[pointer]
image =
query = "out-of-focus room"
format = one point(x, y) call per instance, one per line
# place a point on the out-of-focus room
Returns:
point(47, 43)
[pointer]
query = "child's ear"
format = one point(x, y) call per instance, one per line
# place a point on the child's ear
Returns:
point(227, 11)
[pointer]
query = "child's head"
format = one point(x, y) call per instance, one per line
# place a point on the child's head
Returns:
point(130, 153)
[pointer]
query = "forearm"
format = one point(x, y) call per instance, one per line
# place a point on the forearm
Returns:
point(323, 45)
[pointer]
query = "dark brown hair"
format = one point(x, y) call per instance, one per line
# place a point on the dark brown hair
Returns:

# Task statement
Only lines containing the string "room" are needed. Pull each of them out of the records above.

# Completed exercise
query = "out-of-focus room"
# place a point on the out-of-focus room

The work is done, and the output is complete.